Information provided below:
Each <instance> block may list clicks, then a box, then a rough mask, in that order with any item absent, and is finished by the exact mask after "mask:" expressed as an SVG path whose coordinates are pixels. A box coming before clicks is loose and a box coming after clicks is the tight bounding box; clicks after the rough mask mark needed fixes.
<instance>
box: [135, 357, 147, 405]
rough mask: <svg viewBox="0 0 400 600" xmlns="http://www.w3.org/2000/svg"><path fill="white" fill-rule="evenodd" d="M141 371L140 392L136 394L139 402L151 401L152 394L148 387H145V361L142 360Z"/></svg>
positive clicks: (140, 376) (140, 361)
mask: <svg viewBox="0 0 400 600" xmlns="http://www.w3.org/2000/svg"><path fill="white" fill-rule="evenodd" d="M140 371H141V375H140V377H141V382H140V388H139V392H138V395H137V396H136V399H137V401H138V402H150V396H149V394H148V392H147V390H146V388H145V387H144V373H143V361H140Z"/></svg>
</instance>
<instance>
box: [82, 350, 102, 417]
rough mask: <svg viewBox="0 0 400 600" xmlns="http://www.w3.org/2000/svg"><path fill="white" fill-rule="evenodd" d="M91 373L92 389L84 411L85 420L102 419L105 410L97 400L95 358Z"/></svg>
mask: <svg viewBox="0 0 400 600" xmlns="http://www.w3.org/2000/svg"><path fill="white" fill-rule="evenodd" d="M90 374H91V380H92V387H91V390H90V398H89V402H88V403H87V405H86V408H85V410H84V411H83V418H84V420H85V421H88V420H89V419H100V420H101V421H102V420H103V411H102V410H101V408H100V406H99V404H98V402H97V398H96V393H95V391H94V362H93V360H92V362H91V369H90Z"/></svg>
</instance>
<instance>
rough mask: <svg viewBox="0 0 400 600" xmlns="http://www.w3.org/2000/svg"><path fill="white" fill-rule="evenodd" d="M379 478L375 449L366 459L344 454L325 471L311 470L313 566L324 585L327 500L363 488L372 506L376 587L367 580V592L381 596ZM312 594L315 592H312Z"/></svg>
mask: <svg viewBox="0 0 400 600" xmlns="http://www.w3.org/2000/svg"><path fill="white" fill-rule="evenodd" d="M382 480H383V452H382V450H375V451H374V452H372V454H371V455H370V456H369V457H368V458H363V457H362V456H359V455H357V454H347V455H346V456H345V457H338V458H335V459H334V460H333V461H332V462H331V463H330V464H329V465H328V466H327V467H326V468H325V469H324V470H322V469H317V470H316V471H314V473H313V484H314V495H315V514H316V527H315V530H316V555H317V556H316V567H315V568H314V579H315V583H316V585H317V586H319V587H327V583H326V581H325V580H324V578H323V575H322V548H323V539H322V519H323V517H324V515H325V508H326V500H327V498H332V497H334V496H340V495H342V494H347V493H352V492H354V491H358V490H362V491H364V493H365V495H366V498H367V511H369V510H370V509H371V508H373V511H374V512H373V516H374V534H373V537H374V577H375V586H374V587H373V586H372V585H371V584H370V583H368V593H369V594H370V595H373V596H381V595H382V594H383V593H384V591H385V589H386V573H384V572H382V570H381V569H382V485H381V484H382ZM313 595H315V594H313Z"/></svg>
End of Information provided.
How to complete this task
Retype only this range exactly: the first line of the data through the line where "box: [135, 357, 147, 405]" appears.

Response area
Each <instance> block may list clicks, then a box, then a rough mask, in that order with any item absent, and is finished by the exact mask after "mask:" expressed as an SVG path whose coordinates are pixels. A box coming before clicks is loose and a box coming after clicks is the tight bounding box; clicks after the rough mask mark needed fixes.
<instance>
box: [135, 357, 147, 405]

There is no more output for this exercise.